There are people who just naturally have a green thumb and
then there’s me. I have more of a black thumb. Once I brought some houseplants
home and my husband told them, “Oh no! Run! Run! This is the plant graveyard!” I
couldn’t argue much with that reputation.
But, my thumb has slowly been getting greener. There is one
small South facing window in the house where there has been significant plant
life for over a decade. Several African
violets, jade plants, and orchids are doing quite well, thank you, on my
kitchen window sill.
That narrow 5” shelf is the one green zone in our house.
Outside, our yard is heavily wooded so it’s not ideal for
grass or plants that like sun. Moss, ferns and Rhododendrons are happy campers
under the Douglas Firs and Cedars. A couple of hardy Forsythia bushes in rare
sunny spots are also thriving.
One of our “eccentric," actually rude, neighbors thinks her
yard extends inside our side of the fence between us. Earlier this year she decided to replace her fence. For the 17 years we’ve lived here that fence hasn’t
moved, so as far as we’re concerned, that is the property line. She claims they
had to put the fence inside her property line because there’s a terrace there.
For all the years we’ve been here, she has never known
our names. She just peers over the fence and makes generic, rude comments like,
“Hi neighbor! It looks like a jungle over there!” This time she told us the
dates when the fence crew would be working—a good thing since we’ve got dogs.
A week before the new fence was scheduled to go up, I heard
Kona barking like crazy. I hustled outside to see what was going on. The
neighbor was trying to come into our yard and telling Kona, “Nice dog! Nice
dog!” I corralled Kona up on our deck. Who is stupid enough to keep approaching
a barking dog that is obviously guarding her territory?
I stopped letting Kona out into our yard. It’s a good thing because
for the entire week leading up to the fence being built I looked out to see Her
Rudeness perched up on the wall on our side of the fence, weeding. Weeding, and
throwing it all into our yard on top of our rose bushes, hydrangeas, etc. -–our “jungle”
landscaping.
We were angry about the mess she was raining down into our
yard, in addition to not being able to let our dogs out unsupervised. I wanted
to ask her when she was coming over to get all her “weeds” that she dumped in
our yard, but John didn’t think it was worth it. He was recovering from back
surgery. So I didn’t say anything.

####

### Exercise prompt
Sum up the excerpt in two sentences. The data below the text comes from a different source.

####

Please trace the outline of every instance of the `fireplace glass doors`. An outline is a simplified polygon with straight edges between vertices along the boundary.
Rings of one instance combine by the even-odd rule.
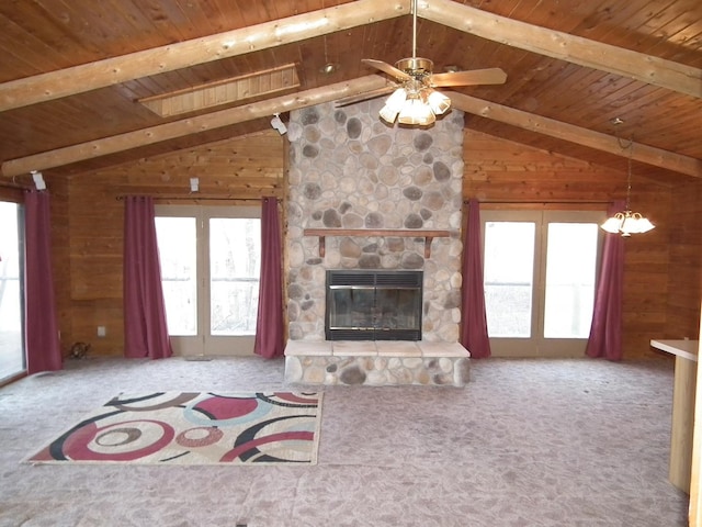
[[[327,340],[421,340],[422,271],[327,271]]]

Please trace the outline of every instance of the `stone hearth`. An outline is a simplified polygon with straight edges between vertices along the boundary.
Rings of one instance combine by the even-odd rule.
[[[290,340],[285,348],[285,381],[325,385],[464,386],[471,372],[469,356],[457,343]]]

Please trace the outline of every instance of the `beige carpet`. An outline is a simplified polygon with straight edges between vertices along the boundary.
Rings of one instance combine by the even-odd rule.
[[[687,525],[672,363],[474,360],[457,388],[325,389],[316,466],[21,460],[116,393],[291,390],[283,361],[71,361],[0,389],[0,526]]]

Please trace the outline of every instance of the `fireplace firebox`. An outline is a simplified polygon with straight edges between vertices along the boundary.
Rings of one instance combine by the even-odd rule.
[[[422,271],[328,270],[327,340],[421,340]]]

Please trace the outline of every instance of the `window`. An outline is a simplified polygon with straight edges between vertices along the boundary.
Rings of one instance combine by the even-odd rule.
[[[482,212],[484,287],[496,356],[580,356],[590,332],[599,212]]]
[[[22,208],[0,201],[0,380],[26,369],[20,239]]]
[[[169,334],[177,355],[253,350],[261,267],[258,208],[157,206]]]

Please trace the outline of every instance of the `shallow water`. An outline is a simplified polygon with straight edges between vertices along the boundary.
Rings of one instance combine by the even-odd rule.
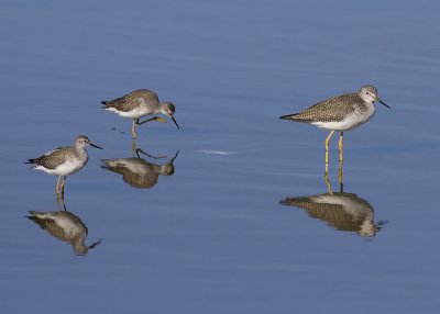
[[[437,313],[440,4],[405,2],[3,2],[2,312]],[[277,116],[364,83],[392,105],[344,136],[366,214],[284,205],[339,194],[327,132]],[[138,131],[166,158],[100,110],[138,88],[176,104]],[[105,148],[66,183],[86,256],[24,217],[63,204],[23,162],[78,134]]]

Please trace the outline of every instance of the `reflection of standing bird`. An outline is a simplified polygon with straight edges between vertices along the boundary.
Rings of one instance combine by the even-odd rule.
[[[378,101],[389,108],[377,96],[374,86],[364,86],[358,92],[329,98],[317,104],[294,114],[283,115],[279,119],[306,122],[318,127],[331,130],[326,138],[326,162],[329,162],[329,141],[334,131],[341,132],[339,139],[339,160],[342,156],[342,137],[344,131],[353,130],[367,122],[375,112],[374,102]]]
[[[374,224],[372,205],[353,193],[286,198],[279,203],[305,209],[311,217],[324,221],[336,229],[356,232],[361,236],[375,236],[384,224]]]
[[[30,218],[46,229],[52,236],[70,243],[76,255],[86,255],[90,248],[96,247],[101,240],[90,246],[85,245],[87,226],[72,212],[34,212],[30,211]]]
[[[139,119],[142,116],[148,114],[165,114],[169,116],[174,124],[176,124],[177,128],[179,128],[176,120],[174,119],[174,113],[176,111],[174,104],[172,102],[160,102],[157,94],[152,90],[135,90],[113,100],[101,101],[101,103],[105,105],[103,109],[108,111],[116,112],[121,116],[133,119],[133,124],[131,127],[133,138],[136,138],[136,132],[134,131],[135,126],[154,120],[166,122],[165,119],[158,116],[153,116],[152,119],[143,122],[139,121]]]
[[[143,150],[138,148],[138,158],[102,159],[101,168],[122,175],[122,179],[127,183],[139,189],[153,188],[157,183],[158,176],[174,175],[174,160],[179,152],[163,165],[156,165],[142,159],[139,155],[140,153],[143,153]]]
[[[62,193],[64,193],[67,176],[79,171],[88,161],[87,146],[102,149],[90,143],[87,136],[79,135],[73,146],[56,148],[41,157],[29,159],[26,164],[35,164],[31,169],[43,170],[46,173],[58,176],[55,189],[56,194],[59,194],[59,179],[64,176],[62,183]]]

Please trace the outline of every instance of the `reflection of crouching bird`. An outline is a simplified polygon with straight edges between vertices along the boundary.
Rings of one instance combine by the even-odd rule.
[[[176,155],[169,159],[169,161],[163,165],[156,165],[148,162],[140,157],[140,154],[144,154],[154,159],[160,157],[154,157],[141,148],[136,148],[136,156],[133,158],[113,158],[113,159],[102,159],[102,169],[113,171],[122,175],[122,179],[133,188],[139,189],[151,189],[158,180],[158,176],[173,176],[174,175],[174,160],[176,159],[179,150]]]
[[[90,248],[96,247],[101,240],[90,246],[85,245],[87,238],[87,226],[72,212],[34,212],[30,211],[26,216],[34,223],[46,229],[52,236],[70,243],[76,255],[86,255]]]
[[[338,231],[355,232],[365,237],[375,236],[385,223],[375,224],[373,206],[353,193],[286,198],[279,203],[305,209],[311,217],[327,222]]]

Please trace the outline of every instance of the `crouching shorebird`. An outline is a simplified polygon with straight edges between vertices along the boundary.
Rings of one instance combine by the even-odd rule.
[[[76,137],[73,146],[58,147],[41,157],[29,159],[25,164],[34,164],[31,169],[43,170],[46,173],[58,176],[56,181],[56,194],[64,193],[64,184],[67,176],[79,171],[88,161],[86,146],[92,146],[102,149],[98,145],[90,143],[85,135]],[[62,189],[59,191],[59,179],[64,176]]]
[[[147,123],[150,121],[160,121],[165,123],[166,120],[158,116],[153,116],[145,121],[140,122],[139,120],[144,115],[150,114],[165,114],[169,116],[177,128],[180,128],[174,119],[174,113],[176,111],[172,102],[160,102],[157,94],[147,89],[140,89],[132,91],[121,98],[117,98],[109,101],[101,101],[105,105],[103,109],[118,113],[121,116],[133,119],[133,124],[131,126],[131,133],[133,138],[136,138],[135,127]]]
[[[367,85],[358,92],[337,96],[294,114],[279,116],[283,120],[305,122],[318,127],[331,130],[326,138],[326,172],[329,162],[329,141],[334,131],[341,133],[339,138],[339,160],[343,161],[342,138],[344,131],[353,130],[367,122],[375,112],[374,102],[391,108],[377,97],[377,89]]]

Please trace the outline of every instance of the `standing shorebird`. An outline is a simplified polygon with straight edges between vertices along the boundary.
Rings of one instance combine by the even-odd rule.
[[[56,194],[59,195],[59,179],[64,176],[61,193],[64,193],[64,184],[67,176],[79,171],[88,161],[86,146],[92,146],[99,149],[101,147],[90,143],[85,135],[79,135],[75,138],[73,146],[58,147],[52,152],[44,154],[41,157],[29,159],[25,164],[34,164],[31,169],[43,170],[46,173],[58,176],[56,181]]]
[[[165,114],[173,120],[177,128],[180,128],[174,119],[174,113],[176,111],[174,104],[172,102],[160,102],[157,94],[152,90],[135,90],[113,100],[101,101],[101,103],[105,105],[103,109],[108,111],[116,112],[121,116],[133,119],[133,124],[131,126],[133,138],[136,138],[136,132],[134,130],[135,126],[155,120],[162,123],[166,122],[165,119],[158,116],[153,116],[148,120],[140,122],[139,120],[144,115],[160,113]]]
[[[374,102],[391,108],[377,97],[377,89],[367,85],[358,92],[337,96],[294,114],[279,116],[283,120],[305,122],[318,127],[331,130],[326,138],[326,169],[329,164],[329,141],[334,131],[341,133],[339,138],[339,160],[343,161],[342,138],[344,131],[353,130],[367,122],[375,112]],[[327,171],[326,171],[327,172]]]

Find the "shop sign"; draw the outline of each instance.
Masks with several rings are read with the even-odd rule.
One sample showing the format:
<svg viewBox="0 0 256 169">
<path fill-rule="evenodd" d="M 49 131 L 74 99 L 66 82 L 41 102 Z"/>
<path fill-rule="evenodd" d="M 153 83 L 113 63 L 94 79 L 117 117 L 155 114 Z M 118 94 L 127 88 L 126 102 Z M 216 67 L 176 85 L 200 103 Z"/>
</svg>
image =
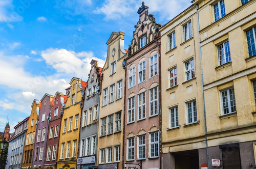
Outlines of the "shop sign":
<svg viewBox="0 0 256 169">
<path fill-rule="evenodd" d="M 211 166 L 221 166 L 221 160 L 218 159 L 211 159 Z"/>
<path fill-rule="evenodd" d="M 90 156 L 83 158 L 79 158 L 77 159 L 76 164 L 77 165 L 90 164 L 95 162 L 95 156 Z"/>
</svg>

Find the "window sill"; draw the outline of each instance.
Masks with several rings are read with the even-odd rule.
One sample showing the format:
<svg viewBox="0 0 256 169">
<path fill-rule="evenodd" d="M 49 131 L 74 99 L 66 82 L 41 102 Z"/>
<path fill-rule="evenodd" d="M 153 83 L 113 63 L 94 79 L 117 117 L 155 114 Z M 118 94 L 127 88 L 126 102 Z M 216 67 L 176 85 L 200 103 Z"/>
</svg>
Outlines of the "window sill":
<svg viewBox="0 0 256 169">
<path fill-rule="evenodd" d="M 188 82 L 188 81 L 192 81 L 194 79 L 195 79 L 197 78 L 197 76 L 195 76 L 195 77 L 193 77 L 192 78 L 190 78 L 190 79 L 189 80 L 186 80 L 186 81 L 184 81 L 183 82 L 182 82 L 182 84 L 185 84 L 185 83 Z"/>
<path fill-rule="evenodd" d="M 171 127 L 171 128 L 167 128 L 166 129 L 166 130 L 175 130 L 175 129 L 179 129 L 180 128 L 180 125 L 179 125 L 178 126 L 176 126 L 176 127 Z"/>
<path fill-rule="evenodd" d="M 224 64 L 222 64 L 221 65 L 220 65 L 220 66 L 218 66 L 217 67 L 215 67 L 215 69 L 216 70 L 219 70 L 220 69 L 221 69 L 224 68 L 225 68 L 226 67 L 227 67 L 228 66 L 231 65 L 231 63 L 232 63 L 232 62 L 230 61 L 229 62 L 228 62 L 227 63 L 224 63 Z"/>
<path fill-rule="evenodd" d="M 249 58 L 246 58 L 245 59 L 245 61 L 248 62 L 250 62 L 250 61 L 256 59 L 256 55 L 254 55 L 254 56 L 250 57 Z"/>
<path fill-rule="evenodd" d="M 237 116 L 237 111 L 234 112 L 231 112 L 231 113 L 229 113 L 226 115 L 223 115 L 219 116 L 220 119 L 224 119 L 226 118 L 229 118 L 233 116 Z"/>
<path fill-rule="evenodd" d="M 168 89 L 166 89 L 166 91 L 168 91 L 168 90 L 171 90 L 171 89 L 176 88 L 178 86 L 179 86 L 179 84 L 178 84 L 177 85 L 174 86 L 173 87 L 172 87 L 169 88 Z"/>
<path fill-rule="evenodd" d="M 174 49 L 175 49 L 176 48 L 177 48 L 177 46 L 175 46 L 175 47 L 174 47 L 172 49 L 170 49 L 170 50 L 168 50 L 167 51 L 166 51 L 165 52 L 165 54 L 167 54 L 168 53 L 170 52 L 170 51 L 174 50 Z"/>
<path fill-rule="evenodd" d="M 191 127 L 198 125 L 200 124 L 200 121 L 197 121 L 194 123 L 191 123 L 189 124 L 186 124 L 183 125 L 184 127 Z"/>
</svg>

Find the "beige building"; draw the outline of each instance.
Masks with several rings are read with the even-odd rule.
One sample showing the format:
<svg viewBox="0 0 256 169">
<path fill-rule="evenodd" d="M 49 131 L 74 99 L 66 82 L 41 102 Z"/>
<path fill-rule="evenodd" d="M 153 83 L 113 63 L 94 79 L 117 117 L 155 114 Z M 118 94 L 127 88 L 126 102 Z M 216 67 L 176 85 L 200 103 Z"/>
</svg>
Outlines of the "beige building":
<svg viewBox="0 0 256 169">
<path fill-rule="evenodd" d="M 207 138 L 220 168 L 255 168 L 256 1 L 198 5 Z M 206 155 L 200 161 L 206 161 Z"/>
<path fill-rule="evenodd" d="M 124 74 L 126 57 L 122 32 L 113 32 L 106 44 L 108 54 L 101 70 L 97 165 L 122 168 Z"/>
</svg>

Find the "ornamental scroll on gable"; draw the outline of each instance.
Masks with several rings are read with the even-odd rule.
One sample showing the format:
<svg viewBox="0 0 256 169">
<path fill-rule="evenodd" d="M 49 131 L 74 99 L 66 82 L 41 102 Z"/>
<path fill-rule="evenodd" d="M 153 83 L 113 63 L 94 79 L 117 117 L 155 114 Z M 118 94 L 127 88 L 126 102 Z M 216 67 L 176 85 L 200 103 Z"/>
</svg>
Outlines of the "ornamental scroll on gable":
<svg viewBox="0 0 256 169">
<path fill-rule="evenodd" d="M 135 31 L 133 32 L 133 38 L 128 49 L 130 54 L 133 54 L 160 37 L 159 29 L 161 25 L 156 23 L 153 15 L 148 14 L 148 7 L 144 5 L 144 2 L 137 13 L 139 19 L 134 26 Z"/>
</svg>

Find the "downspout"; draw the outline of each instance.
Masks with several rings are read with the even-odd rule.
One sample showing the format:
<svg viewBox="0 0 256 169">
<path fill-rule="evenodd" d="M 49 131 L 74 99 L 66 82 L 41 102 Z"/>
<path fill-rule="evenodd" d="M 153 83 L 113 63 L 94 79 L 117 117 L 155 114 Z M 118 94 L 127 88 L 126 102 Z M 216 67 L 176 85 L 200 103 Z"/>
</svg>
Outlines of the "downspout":
<svg viewBox="0 0 256 169">
<path fill-rule="evenodd" d="M 200 27 L 199 25 L 199 15 L 198 13 L 198 4 L 197 4 L 197 24 L 198 27 L 198 36 L 199 38 L 199 51 L 200 52 L 200 62 L 201 62 L 201 74 L 202 78 L 202 90 L 203 90 L 203 103 L 204 107 L 204 125 L 205 130 L 205 144 L 206 145 L 206 159 L 207 162 L 207 166 L 209 167 L 209 149 L 208 148 L 208 140 L 207 140 L 207 128 L 206 125 L 206 114 L 205 112 L 205 100 L 204 99 L 204 75 L 203 73 L 203 63 L 202 59 L 202 48 L 201 46 L 201 37 L 200 37 Z"/>
</svg>

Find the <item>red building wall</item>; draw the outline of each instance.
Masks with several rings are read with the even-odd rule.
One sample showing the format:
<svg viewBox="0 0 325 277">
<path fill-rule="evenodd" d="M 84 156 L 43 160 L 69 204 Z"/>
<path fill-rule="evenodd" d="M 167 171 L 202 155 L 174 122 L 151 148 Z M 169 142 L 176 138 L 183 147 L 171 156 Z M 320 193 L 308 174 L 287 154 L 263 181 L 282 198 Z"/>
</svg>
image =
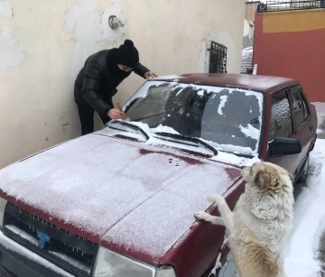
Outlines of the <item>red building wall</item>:
<svg viewBox="0 0 325 277">
<path fill-rule="evenodd" d="M 258 75 L 298 79 L 311 102 L 325 102 L 325 9 L 257 13 Z"/>
</svg>

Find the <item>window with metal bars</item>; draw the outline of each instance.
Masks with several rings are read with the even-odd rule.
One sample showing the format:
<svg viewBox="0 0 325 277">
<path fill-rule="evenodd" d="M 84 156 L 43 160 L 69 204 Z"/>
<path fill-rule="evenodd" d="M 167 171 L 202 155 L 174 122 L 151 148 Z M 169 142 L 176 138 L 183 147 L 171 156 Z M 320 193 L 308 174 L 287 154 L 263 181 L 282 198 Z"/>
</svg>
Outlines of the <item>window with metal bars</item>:
<svg viewBox="0 0 325 277">
<path fill-rule="evenodd" d="M 209 73 L 227 73 L 227 47 L 211 42 Z"/>
</svg>

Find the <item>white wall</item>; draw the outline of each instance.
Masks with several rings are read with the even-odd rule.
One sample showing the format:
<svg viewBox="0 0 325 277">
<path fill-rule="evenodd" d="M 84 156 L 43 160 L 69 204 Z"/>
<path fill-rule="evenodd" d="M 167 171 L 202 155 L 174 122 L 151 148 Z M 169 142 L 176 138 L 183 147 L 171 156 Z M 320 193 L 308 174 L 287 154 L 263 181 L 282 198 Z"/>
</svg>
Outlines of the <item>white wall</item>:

####

### Output of the exercise
The writer, once known for killing houseplants, now has plants doing well on a narrow kitchen window sill, while moss, ferns and rhododendrons thrive in the shady, wooded yard. Before a rude neighbor's new fence went up, she tried to come into the writer's yard while their dog barked and spent a week weeding from their side and throwing the weeds onto their plants, but the writer stayed quiet because John, recovering from back surgery, didn't think it was worth it.